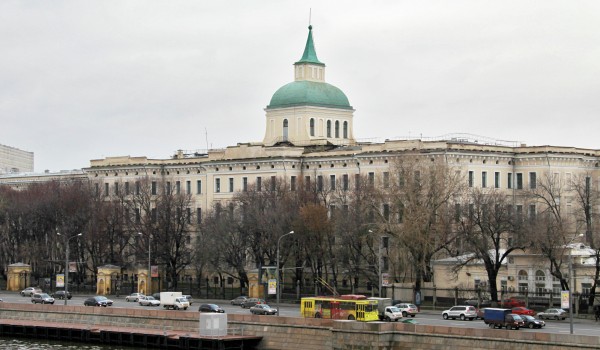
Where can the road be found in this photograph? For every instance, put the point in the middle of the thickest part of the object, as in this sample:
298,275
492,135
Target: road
427,317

- - - - -

» **Written request**
Retype the data above word for word, leaving out the pictures.

» **Result of the task**
Where can the road be found in this photograph? For every instance, put the point in the middle of the thickest part of the object, as in this sample:
298,275
492,135
Target: road
427,317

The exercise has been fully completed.